En este punto adviene una asombrosa cercanía al pensamiento de Kierkegaard; lo que en Nietzsche aparece como oposición entre dialéctica y cultura trágica corresponde en Kierkegaard a una tenaz y sostenida obsesión, el combate contra Hegel; aquí será también dialéctica contra existencia, en uno y otro caso el tema de la vida. Para ambos las argucias de la dialéctica terminan confundiéndolo todo, operan como nubes enredadoras que no saben ni bendecir ni maldecir y todo lo cubren con una pátina que oscurece y enturbia todas las costumbres y todas las creencias. Así como Nietzsche denuncia la idolatría de los hechos Kierkegaard llamará la atención sobre el hecho de que el filósofo dialéctico acotado al  mundo de la necesidad, sólo se interesa por el acto exterior que ve incorporado a la historia y modificado por ella, de donde se deriva  el espíritu conciliador con que mira a esa historia y a sus héroes. Para ambos la dialéctica sólo sale al atardecer pero no como el búho de Minerva para levantar vuelo sino para deslizarse cavilosamente sobre su presa y enredarla en las argucias de la mediación. Frente a ella, ambos, de pie se proyectan al porvenir, en lugar del encantamiento  con  las proezas del pasado prefieren la exaltación del instante donde la ruptura del devenir y  la cadena de las causas hace un lugar a la eternidad. Nietzsche sabe y advierte que quien quiera proyectarse al devenir no debe cargar con los signos del pasado,  es preciso olvidar y trabajar por el porvenir. La frase “tener fe en la fe” más tarde pronunciada  por Zaratustra debe ser interpretada en el sentido de este estar abierto a todas las posibilidades porque las ocasiones son infinitas y la eternidad es dable en cada instante.

§ **Tarea planteada**
Enumera, en el orden en que aparecen, todos los nombres propios del fragmento sobre Nietzsche y Kierkegaard.

§ **Datos mostrados**

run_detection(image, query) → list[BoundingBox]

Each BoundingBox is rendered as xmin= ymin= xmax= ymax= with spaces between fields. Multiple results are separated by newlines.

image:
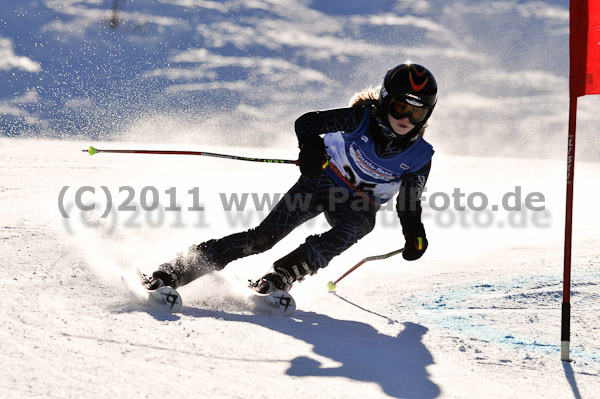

§ **Resultado final**
Kierkegaard, Nietzsche, Hegel, Minerva, Zaratustra